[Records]
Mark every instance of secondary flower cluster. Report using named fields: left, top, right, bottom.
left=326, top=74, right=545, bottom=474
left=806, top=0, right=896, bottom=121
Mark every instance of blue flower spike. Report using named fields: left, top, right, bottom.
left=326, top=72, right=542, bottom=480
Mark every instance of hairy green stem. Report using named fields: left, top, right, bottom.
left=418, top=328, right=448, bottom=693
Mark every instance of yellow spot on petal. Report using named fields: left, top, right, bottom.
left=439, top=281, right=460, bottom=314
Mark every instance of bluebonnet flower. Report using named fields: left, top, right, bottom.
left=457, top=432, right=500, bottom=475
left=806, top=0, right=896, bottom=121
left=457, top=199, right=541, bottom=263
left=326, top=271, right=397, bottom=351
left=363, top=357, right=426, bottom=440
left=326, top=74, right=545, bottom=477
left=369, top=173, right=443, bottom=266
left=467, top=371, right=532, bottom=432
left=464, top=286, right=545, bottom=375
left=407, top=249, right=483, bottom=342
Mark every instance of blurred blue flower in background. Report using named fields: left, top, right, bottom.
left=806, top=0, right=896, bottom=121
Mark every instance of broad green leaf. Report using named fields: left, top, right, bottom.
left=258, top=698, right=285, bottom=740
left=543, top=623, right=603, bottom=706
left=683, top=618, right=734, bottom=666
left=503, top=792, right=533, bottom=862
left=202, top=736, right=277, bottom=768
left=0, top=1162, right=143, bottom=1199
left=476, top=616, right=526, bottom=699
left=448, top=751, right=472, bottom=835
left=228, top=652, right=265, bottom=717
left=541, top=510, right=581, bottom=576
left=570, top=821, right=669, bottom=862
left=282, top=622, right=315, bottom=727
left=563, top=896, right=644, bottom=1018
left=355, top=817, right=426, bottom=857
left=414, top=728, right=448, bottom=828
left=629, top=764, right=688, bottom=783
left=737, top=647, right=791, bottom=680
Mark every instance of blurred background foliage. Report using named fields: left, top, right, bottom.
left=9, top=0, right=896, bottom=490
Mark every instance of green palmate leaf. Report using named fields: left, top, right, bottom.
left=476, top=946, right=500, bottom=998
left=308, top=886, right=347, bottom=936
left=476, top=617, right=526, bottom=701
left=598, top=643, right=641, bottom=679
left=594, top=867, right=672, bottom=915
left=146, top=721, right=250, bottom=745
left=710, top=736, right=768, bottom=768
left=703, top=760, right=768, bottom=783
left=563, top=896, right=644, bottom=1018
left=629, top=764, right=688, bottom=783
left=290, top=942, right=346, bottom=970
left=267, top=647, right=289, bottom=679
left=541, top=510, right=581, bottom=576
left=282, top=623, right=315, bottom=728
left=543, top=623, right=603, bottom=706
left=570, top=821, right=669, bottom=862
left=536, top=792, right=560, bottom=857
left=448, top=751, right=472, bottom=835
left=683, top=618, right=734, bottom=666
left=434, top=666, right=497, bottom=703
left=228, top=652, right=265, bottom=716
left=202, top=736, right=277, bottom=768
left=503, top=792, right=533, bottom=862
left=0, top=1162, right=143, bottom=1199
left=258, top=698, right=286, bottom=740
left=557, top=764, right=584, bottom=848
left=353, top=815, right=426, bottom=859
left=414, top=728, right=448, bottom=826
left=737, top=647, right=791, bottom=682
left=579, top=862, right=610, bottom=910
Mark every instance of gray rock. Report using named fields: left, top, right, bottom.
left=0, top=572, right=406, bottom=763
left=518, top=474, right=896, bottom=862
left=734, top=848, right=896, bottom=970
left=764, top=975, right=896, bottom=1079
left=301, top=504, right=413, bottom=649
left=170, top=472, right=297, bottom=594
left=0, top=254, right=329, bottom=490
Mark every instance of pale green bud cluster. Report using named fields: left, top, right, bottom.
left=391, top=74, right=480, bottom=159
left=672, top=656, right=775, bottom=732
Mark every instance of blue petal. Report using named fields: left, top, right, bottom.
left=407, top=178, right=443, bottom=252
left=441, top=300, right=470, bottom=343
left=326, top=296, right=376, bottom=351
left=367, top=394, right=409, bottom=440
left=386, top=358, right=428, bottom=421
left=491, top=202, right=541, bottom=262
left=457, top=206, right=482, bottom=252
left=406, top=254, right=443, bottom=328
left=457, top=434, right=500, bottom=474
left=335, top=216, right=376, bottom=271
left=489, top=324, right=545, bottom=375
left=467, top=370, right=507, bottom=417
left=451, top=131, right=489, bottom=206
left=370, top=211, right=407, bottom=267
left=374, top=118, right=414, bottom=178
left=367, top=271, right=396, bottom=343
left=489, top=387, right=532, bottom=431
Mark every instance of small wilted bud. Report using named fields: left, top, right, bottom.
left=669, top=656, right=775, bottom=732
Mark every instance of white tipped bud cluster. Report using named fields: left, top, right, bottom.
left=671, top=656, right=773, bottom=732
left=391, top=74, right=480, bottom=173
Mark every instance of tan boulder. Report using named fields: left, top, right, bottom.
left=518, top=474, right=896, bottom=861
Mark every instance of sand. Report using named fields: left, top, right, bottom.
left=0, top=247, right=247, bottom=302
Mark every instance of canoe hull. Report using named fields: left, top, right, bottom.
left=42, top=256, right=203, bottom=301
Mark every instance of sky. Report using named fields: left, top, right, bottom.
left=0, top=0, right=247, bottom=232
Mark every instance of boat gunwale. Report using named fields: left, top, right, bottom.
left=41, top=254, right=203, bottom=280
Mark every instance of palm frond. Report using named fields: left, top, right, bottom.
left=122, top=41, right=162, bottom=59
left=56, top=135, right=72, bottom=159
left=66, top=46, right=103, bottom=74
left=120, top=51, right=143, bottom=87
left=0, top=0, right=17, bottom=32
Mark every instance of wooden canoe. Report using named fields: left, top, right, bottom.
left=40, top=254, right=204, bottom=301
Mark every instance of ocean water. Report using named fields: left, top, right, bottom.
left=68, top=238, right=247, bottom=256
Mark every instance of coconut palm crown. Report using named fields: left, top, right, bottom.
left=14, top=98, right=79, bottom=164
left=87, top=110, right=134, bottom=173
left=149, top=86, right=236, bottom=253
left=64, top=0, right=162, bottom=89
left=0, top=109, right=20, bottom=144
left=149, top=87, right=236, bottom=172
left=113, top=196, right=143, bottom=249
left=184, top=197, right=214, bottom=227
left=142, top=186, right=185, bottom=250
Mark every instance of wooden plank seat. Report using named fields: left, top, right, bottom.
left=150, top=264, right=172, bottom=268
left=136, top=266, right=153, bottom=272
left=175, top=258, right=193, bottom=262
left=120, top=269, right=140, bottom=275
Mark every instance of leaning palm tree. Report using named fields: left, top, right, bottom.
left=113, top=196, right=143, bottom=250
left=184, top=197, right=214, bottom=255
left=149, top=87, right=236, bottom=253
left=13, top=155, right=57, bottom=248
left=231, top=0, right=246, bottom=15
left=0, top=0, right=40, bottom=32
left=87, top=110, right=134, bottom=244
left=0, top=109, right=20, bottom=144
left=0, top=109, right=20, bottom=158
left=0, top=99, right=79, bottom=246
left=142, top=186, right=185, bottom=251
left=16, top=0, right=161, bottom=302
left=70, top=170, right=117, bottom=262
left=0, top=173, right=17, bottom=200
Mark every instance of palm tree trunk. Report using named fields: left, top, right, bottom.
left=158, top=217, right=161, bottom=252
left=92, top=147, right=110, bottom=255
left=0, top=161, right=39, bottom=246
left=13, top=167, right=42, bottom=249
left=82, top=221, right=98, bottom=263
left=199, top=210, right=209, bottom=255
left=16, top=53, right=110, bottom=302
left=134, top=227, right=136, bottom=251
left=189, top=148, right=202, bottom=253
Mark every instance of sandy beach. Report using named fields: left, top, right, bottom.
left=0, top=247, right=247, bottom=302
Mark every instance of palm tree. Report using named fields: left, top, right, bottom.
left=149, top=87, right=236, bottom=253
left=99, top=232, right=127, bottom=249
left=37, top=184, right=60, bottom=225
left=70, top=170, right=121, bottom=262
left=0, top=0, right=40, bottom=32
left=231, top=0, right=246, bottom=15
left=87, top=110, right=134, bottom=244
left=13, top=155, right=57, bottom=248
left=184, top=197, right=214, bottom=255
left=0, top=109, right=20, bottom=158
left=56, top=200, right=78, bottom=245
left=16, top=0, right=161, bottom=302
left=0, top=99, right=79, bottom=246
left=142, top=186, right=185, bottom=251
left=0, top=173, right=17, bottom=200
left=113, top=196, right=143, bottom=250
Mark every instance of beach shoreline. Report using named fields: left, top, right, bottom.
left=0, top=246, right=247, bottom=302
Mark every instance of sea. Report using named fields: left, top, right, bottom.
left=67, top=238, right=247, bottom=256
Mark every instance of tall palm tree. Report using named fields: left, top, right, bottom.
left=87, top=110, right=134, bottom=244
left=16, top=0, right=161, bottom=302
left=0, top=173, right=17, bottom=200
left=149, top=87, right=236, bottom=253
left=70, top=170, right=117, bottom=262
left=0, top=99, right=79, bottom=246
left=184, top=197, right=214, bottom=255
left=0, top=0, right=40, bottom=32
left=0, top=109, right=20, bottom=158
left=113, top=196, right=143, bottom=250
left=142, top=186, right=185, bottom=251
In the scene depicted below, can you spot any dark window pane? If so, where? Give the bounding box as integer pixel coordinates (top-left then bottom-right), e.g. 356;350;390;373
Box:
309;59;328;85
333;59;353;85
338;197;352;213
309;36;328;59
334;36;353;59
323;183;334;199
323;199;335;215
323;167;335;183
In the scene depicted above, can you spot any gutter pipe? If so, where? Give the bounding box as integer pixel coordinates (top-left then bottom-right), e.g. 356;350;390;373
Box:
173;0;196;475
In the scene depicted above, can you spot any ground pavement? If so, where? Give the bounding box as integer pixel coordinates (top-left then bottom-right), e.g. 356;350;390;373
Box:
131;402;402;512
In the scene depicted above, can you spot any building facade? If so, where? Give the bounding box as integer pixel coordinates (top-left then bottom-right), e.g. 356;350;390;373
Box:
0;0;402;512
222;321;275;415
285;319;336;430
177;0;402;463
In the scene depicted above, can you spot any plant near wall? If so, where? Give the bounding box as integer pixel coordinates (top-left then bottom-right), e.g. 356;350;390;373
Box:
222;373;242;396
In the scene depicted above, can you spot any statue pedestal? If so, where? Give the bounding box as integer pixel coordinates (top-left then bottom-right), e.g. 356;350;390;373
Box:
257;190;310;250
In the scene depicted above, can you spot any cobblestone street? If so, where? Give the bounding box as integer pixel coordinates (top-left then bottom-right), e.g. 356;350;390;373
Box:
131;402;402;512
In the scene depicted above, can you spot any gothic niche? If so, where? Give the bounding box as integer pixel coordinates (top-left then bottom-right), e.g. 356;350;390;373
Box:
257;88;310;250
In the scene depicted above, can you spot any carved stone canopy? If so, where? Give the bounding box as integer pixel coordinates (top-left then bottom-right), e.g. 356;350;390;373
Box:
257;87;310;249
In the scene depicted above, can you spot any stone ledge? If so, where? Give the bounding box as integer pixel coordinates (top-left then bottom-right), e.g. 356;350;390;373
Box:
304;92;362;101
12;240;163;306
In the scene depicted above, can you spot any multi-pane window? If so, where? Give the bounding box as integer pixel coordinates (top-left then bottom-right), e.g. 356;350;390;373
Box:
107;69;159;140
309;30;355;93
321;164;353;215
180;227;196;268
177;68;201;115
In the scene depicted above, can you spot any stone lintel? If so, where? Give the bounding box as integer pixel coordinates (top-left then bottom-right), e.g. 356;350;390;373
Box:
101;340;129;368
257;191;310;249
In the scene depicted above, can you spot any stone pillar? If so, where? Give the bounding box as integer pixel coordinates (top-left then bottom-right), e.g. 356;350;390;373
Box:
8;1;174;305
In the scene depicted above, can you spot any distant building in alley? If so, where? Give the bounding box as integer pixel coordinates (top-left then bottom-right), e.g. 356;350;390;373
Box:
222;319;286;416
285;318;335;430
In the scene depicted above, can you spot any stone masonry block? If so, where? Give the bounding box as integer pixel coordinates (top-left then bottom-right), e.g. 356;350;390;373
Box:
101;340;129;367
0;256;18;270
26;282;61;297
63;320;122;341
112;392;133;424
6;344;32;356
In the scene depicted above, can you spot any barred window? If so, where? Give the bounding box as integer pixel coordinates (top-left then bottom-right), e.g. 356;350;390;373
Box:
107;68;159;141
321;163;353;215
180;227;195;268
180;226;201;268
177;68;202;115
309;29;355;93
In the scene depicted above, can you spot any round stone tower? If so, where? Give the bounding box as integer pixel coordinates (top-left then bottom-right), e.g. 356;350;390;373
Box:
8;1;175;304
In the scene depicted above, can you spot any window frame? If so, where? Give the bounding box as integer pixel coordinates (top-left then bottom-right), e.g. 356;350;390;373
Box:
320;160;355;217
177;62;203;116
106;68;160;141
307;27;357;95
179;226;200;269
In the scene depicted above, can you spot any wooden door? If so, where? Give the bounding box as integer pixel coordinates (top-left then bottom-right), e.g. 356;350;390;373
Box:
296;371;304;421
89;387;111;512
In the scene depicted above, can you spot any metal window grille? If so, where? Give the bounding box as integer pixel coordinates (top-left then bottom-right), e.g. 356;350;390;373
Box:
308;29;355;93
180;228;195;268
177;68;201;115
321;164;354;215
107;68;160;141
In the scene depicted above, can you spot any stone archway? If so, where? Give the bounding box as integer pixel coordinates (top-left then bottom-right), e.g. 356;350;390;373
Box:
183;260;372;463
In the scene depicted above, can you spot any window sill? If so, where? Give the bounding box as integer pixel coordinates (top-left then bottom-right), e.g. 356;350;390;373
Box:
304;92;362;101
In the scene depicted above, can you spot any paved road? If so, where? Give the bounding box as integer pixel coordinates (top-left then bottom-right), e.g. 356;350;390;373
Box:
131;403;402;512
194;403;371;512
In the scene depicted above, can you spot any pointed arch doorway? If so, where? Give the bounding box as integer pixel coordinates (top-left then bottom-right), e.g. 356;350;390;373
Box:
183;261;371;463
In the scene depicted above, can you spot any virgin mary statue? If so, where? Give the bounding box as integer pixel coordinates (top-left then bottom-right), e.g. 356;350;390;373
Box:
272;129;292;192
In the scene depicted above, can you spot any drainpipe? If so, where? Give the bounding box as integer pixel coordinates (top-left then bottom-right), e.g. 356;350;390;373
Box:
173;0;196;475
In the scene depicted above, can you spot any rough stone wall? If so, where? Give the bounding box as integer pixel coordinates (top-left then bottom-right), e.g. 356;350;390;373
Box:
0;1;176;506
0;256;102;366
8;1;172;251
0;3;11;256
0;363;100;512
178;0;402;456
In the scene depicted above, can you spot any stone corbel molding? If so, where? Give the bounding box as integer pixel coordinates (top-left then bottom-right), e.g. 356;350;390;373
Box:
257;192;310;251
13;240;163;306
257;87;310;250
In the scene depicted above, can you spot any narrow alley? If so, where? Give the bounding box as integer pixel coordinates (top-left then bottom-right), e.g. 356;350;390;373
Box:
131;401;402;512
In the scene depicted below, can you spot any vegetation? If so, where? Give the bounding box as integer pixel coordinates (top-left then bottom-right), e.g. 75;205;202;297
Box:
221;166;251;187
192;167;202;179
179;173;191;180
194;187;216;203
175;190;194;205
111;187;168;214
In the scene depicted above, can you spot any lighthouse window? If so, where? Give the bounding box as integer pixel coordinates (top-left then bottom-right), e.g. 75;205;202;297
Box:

_Exercise instructions_: Rewrite everything from the first of the rows down to the line that contains "left=326, top=72, right=542, bottom=480", both ends included. Keep the requests as they are and offset every coordinate value in the answers by -136.

_Task result_:
Mark every instance of secondary flower cluster. Report using named fields: left, top, right, bottom.
left=190, top=-62, right=409, bottom=338
left=670, top=-136, right=760, bottom=-15
Mark every instance of blue flower spike. Report using named fields: left, top, right, bottom.
left=190, top=-64, right=406, bottom=344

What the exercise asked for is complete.